_Given instruction:_
Pick out every line in the entries below that contains the word "trunk", matching case exactly, and copy each such line in full.

_Records supplied:_

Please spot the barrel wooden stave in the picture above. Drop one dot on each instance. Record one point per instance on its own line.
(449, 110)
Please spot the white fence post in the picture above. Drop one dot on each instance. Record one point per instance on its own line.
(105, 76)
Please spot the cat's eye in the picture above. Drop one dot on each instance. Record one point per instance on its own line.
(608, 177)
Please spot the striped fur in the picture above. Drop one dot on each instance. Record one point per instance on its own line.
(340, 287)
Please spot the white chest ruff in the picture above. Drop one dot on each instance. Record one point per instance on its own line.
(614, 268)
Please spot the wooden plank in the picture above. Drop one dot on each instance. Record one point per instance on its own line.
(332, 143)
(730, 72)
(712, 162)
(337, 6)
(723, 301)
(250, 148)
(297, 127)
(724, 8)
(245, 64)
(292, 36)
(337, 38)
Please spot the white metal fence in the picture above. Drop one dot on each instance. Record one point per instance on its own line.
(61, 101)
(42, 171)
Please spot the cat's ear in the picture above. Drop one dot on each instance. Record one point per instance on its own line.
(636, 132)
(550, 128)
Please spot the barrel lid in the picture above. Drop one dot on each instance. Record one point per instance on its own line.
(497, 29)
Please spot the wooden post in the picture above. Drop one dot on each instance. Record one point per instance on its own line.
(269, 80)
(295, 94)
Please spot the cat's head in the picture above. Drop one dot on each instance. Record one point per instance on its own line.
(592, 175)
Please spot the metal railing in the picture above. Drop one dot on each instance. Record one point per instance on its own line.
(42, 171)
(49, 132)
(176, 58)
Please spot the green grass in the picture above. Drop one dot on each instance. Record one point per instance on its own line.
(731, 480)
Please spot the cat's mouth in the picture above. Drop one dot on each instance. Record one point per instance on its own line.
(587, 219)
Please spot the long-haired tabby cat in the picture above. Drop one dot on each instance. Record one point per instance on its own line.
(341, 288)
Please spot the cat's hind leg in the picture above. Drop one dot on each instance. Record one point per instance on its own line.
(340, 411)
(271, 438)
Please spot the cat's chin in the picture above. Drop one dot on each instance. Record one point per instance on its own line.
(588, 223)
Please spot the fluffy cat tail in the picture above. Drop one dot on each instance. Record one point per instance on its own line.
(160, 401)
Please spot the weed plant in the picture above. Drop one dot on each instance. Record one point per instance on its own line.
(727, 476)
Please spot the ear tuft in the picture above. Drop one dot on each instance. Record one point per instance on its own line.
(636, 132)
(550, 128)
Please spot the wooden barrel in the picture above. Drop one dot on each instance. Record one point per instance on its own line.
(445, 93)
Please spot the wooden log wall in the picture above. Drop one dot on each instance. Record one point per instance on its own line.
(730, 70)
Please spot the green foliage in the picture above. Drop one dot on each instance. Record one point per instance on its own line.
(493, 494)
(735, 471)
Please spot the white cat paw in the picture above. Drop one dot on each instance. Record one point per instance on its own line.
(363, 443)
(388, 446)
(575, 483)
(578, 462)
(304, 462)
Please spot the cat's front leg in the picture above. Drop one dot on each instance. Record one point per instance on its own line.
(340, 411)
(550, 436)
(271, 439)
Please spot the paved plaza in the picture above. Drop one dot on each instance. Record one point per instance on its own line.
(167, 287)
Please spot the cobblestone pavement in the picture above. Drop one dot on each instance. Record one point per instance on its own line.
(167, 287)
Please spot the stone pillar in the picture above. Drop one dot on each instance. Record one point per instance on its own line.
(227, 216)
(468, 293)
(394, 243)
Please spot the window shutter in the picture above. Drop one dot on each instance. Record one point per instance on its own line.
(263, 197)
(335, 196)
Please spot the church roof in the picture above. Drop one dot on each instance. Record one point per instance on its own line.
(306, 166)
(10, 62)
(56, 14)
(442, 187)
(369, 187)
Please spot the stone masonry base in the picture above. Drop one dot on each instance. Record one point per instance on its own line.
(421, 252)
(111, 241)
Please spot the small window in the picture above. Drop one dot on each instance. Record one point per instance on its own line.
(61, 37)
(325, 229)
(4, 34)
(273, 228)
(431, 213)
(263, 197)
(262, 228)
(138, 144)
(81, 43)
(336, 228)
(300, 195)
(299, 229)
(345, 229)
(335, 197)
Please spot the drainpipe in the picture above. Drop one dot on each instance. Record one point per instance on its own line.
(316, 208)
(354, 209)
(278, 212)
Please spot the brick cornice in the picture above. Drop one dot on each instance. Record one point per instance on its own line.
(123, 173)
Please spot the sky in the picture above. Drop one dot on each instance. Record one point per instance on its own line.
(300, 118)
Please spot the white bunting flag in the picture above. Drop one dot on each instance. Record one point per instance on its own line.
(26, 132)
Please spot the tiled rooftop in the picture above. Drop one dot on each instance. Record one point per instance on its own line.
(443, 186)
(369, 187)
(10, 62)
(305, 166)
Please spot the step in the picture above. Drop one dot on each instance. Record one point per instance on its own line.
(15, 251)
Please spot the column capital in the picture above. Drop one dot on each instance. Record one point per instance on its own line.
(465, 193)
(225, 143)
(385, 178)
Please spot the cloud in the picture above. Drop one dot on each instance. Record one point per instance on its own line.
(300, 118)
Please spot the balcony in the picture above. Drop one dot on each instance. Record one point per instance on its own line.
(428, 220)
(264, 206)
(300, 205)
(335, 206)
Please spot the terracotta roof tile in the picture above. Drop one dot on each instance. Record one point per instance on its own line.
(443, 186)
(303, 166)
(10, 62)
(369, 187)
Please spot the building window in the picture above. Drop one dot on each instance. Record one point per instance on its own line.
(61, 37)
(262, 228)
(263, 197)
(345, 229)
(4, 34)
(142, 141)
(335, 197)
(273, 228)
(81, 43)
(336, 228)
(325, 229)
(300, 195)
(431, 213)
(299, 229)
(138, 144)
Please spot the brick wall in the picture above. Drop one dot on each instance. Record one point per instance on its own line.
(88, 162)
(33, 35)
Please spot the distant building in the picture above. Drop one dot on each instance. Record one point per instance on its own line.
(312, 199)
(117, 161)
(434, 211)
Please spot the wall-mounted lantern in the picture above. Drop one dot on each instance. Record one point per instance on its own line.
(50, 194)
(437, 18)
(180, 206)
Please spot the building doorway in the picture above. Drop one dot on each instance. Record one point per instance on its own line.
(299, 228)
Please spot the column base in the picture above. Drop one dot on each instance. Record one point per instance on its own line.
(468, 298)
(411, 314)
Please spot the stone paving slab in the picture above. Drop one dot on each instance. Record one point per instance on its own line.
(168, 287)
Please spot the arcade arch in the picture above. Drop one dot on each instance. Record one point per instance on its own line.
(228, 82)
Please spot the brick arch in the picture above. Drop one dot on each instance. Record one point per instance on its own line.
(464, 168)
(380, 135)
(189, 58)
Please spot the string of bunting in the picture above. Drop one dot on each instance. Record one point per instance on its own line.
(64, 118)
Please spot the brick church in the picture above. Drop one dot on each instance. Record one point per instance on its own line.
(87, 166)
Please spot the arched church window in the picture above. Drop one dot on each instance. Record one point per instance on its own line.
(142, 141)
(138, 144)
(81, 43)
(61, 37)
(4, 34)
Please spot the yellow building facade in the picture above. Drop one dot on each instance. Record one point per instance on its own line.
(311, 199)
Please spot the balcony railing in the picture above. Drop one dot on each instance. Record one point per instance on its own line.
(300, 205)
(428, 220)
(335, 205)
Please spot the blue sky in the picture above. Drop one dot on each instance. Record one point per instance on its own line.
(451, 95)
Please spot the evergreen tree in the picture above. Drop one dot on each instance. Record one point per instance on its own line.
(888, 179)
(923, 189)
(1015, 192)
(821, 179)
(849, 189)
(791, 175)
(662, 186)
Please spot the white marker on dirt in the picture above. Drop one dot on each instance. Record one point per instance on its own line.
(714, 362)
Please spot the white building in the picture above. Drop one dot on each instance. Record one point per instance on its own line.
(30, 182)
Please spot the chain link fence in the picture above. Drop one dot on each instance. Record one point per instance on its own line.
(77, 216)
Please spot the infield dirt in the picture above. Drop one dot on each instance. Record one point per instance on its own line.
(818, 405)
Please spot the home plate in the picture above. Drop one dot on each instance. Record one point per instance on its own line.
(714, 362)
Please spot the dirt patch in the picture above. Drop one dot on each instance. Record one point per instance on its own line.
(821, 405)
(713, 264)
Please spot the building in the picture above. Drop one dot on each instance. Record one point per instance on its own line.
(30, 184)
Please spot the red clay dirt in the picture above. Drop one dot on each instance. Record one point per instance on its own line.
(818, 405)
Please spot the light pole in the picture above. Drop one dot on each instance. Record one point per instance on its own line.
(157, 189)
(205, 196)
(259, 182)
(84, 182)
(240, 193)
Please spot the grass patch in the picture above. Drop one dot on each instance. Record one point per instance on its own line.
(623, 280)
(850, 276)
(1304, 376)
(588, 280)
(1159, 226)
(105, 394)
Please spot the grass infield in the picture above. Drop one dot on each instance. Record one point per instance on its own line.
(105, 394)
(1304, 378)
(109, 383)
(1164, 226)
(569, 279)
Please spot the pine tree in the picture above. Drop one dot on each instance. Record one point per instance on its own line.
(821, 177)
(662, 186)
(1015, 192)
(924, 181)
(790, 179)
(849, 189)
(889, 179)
--
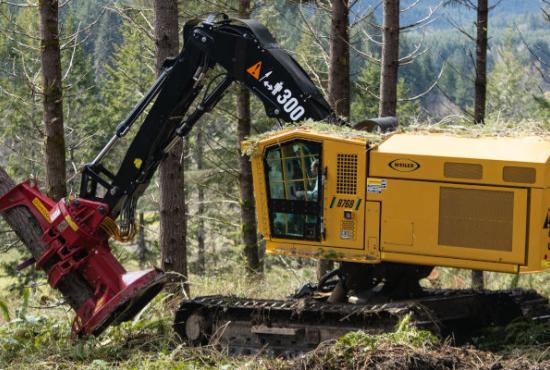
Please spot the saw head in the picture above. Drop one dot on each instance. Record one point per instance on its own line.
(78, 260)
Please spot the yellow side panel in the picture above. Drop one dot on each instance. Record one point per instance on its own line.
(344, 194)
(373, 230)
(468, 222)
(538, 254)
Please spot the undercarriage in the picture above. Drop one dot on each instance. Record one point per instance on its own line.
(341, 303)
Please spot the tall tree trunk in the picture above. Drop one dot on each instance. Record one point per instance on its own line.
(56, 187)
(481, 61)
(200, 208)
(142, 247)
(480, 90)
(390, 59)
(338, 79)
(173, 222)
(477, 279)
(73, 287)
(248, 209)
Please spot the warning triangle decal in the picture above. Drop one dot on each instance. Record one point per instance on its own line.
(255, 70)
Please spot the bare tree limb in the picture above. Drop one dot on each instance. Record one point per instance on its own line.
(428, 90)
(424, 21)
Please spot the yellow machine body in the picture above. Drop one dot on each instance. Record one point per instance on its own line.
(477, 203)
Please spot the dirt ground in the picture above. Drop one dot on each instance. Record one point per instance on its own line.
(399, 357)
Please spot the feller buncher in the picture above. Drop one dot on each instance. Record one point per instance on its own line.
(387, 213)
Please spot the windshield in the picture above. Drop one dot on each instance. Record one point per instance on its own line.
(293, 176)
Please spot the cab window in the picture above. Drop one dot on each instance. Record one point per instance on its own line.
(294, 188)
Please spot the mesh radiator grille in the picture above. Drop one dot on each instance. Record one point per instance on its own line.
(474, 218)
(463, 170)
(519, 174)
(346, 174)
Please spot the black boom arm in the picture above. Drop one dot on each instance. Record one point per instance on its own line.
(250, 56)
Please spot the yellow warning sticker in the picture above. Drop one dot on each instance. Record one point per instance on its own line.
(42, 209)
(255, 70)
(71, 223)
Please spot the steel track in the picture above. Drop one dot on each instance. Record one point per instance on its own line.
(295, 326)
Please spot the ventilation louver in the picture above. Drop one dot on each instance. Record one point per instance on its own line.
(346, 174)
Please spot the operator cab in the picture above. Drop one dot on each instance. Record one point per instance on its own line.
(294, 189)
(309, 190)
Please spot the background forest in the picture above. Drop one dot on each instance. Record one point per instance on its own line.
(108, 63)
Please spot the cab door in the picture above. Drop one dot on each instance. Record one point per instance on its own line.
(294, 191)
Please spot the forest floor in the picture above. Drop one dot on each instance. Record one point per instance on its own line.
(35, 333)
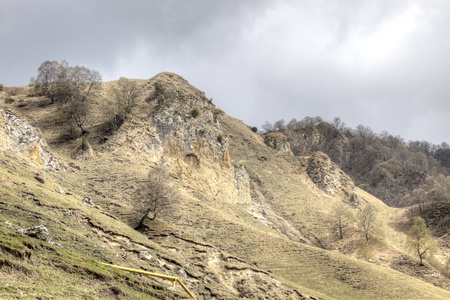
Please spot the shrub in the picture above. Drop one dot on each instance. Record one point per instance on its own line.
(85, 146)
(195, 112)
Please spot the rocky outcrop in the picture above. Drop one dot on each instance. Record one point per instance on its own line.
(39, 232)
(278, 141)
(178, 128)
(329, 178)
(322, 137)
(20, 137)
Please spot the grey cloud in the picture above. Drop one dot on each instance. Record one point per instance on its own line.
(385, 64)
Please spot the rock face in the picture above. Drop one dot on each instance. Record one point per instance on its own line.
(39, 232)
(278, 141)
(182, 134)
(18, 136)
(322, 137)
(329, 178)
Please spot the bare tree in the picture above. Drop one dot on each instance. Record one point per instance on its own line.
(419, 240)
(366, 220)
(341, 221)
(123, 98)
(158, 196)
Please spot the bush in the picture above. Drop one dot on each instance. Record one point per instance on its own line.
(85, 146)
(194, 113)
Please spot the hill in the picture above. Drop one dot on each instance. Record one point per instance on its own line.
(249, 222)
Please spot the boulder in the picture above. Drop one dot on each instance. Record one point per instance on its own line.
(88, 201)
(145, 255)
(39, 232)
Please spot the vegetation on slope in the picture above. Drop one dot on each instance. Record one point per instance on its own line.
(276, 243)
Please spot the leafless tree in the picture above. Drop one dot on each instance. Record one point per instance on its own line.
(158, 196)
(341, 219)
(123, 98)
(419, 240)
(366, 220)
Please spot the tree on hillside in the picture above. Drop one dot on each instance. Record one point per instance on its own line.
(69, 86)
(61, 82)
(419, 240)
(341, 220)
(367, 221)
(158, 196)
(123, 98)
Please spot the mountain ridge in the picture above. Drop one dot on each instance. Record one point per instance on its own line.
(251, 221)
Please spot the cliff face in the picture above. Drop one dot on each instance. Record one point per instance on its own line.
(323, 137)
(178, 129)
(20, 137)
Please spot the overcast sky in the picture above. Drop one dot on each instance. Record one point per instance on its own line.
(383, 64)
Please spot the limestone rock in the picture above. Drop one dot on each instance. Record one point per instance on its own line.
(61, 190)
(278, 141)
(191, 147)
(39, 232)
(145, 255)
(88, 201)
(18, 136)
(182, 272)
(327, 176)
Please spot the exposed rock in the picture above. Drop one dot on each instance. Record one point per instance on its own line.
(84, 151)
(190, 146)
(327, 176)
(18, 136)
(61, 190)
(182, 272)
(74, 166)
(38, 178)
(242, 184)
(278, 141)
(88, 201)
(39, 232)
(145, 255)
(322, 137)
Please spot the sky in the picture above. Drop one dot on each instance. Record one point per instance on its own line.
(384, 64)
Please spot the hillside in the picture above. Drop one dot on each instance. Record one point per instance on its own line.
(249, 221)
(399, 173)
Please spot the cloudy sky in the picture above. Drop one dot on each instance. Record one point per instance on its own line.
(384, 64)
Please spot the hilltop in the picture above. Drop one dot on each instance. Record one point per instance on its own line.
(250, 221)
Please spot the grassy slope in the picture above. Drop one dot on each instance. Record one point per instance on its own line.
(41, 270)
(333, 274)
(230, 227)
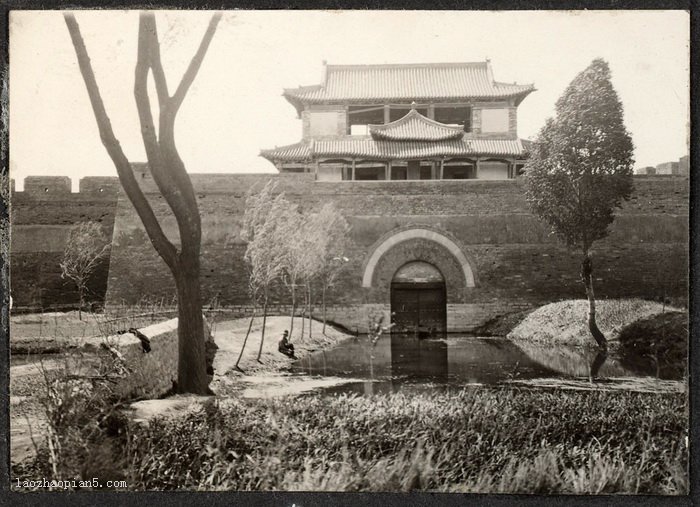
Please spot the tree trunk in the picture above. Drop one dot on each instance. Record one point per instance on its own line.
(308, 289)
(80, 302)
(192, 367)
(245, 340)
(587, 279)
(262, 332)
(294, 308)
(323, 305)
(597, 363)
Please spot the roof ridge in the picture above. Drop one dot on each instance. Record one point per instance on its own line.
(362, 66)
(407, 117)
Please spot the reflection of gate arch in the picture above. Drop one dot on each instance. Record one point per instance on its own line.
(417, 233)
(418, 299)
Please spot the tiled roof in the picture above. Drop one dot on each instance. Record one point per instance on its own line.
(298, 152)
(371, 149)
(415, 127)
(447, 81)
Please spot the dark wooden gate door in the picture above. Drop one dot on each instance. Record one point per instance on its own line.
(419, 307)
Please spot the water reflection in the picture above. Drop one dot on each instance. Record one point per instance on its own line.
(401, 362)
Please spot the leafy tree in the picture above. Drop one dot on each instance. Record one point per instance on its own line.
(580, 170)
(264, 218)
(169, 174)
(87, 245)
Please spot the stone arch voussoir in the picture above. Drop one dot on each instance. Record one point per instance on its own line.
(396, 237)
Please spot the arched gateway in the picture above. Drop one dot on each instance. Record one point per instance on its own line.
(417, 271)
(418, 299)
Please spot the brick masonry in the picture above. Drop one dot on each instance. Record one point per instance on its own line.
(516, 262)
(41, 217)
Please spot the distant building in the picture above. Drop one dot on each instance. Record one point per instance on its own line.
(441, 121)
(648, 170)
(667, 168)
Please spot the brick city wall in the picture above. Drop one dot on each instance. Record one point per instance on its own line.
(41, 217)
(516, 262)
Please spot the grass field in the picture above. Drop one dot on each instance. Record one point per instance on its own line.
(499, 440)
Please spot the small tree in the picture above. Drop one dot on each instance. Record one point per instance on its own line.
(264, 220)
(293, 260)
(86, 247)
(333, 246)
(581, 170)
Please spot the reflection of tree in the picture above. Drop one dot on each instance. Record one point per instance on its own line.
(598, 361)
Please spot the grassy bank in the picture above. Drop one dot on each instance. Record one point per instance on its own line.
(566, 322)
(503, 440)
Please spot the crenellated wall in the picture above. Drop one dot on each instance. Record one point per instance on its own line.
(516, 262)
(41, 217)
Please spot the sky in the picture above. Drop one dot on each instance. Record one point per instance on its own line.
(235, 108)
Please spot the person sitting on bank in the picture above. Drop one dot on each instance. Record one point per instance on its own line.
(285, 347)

_Exercise result:_
Please spot the tall tree trunk in the picture above. Drop one dot on each instance. Record one point per instance on its own line.
Please spot the tree trunk in the picture above. Drop one dot on each instance. Record one point per instance on its own line.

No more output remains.